* begin Listed records *
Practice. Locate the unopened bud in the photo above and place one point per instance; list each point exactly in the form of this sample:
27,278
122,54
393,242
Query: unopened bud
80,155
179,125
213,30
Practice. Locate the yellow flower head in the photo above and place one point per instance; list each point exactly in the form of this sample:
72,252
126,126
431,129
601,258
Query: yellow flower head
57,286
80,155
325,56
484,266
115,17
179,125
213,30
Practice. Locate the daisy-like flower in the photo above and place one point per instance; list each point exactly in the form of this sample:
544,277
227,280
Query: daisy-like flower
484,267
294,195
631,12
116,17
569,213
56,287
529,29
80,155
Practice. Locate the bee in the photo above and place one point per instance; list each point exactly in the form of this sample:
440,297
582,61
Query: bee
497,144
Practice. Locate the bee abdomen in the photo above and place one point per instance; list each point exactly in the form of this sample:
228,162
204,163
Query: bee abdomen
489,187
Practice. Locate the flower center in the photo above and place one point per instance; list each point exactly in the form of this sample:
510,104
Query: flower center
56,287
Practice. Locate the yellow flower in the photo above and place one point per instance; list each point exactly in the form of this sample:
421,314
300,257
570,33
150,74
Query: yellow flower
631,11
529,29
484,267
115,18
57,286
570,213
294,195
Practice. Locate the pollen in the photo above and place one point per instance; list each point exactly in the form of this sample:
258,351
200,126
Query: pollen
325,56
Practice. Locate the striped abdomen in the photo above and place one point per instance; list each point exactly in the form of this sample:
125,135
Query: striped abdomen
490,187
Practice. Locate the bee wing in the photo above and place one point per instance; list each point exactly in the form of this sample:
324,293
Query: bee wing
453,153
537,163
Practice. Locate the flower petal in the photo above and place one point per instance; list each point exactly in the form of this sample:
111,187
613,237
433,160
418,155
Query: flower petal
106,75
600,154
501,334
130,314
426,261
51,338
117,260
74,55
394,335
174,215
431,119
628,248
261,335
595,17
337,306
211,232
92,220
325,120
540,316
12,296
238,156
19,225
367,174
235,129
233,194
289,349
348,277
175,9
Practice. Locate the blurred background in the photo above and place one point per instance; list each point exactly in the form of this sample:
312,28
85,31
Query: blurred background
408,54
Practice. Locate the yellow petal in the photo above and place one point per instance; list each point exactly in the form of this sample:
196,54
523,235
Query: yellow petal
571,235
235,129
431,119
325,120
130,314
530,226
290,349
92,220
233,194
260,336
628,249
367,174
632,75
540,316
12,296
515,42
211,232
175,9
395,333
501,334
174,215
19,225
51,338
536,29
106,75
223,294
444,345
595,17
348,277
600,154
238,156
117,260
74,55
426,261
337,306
* end Listed records *
# Requirements:
Please reproduce every one of the rows above, character for character, with nothing added or left out.

# Finished exercise:
Practice. Locate the unopened bud in the photo above and place one point per instance; list each point exactly in the form of this sample:
27,278
122,54
393,242
Query: unopened bud
80,155
179,125
213,30
Practice. Locate the yellow flower head in the photo above and place one point per instance; list each point exactly in the form of this sample:
72,252
126,126
431,129
601,258
Query: yellow flower head
57,286
80,155
325,56
484,266
115,17
179,125
213,30
Practice. Locate the daisy-like flower in the photo above and place one point per instance; list each point exactly in the form of this sample:
544,277
227,280
Query: daisy-like flower
484,267
294,195
631,12
116,17
569,213
56,287
529,29
80,155
Practice. Locate the bee in the photo above and place one point per instance; list each point exactly in the form of this sample:
440,297
582,61
Query: bee
497,144
Practice. Locate the bee abdomen in the photo above and place one point per instance; list each point exactly in the form of this sample:
228,162
204,163
Query: bee abdomen
489,187
Practice. Locate the flower center in the photo above and place one point per instance; list each point exactly in the form of this sample:
510,104
Query: flower center
56,287
Practice. Locate the yellow flower in the photo above and place one point per instance; list each point exactly in the form of this sample:
421,314
300,257
570,33
150,74
Query: yellow flower
631,11
529,29
484,267
115,18
57,286
570,213
294,195
Practice. Locate the pollen in the photo above and place one point per instance; list each point exactly in the form of this sample:
258,351
200,126
Query: pollen
325,56
Practice. Locate the striped abdomen in the photo above and place one point per instance; list each point exactly in the form of this sample:
125,135
Query: striped abdomen
490,187
Practice. Locate the bee wing in the photo above and place one point per instance; list each point exactly in the form of this sample:
324,293
Query: bee wing
453,153
537,163
Practice. Locate the flower petal in the photo above and place one point per instance; list each point exactly in the form of this sample:
111,187
613,237
433,160
418,155
Query: flower petal
106,75
600,154
501,334
130,314
426,261
51,338
117,260
74,55
394,335
174,215
431,119
628,248
261,335
595,17
337,306
211,232
92,220
325,120
540,316
12,296
238,156
19,225
367,174
235,129
233,194
289,349
348,277
175,9
Practice. Locate the blurred background in the photo above and place one point per instance; list each point exactly in the form of this sample:
312,28
85,31
Query: blurred background
408,54
Practice. Locate the yellow petal in the photo above and place one point per instance; list each point exactly in the form of this sample:
196,54
523,235
Query: yellow petal
571,235
235,129
431,119
325,120
130,314
530,226
290,349
92,220
233,194
260,336
628,249
367,174
632,75
540,316
12,296
515,42
211,232
175,9
395,333
501,334
174,215
19,225
51,338
536,29
106,75
223,294
444,345
595,17
348,277
600,154
238,156
117,260
74,55
426,261
337,306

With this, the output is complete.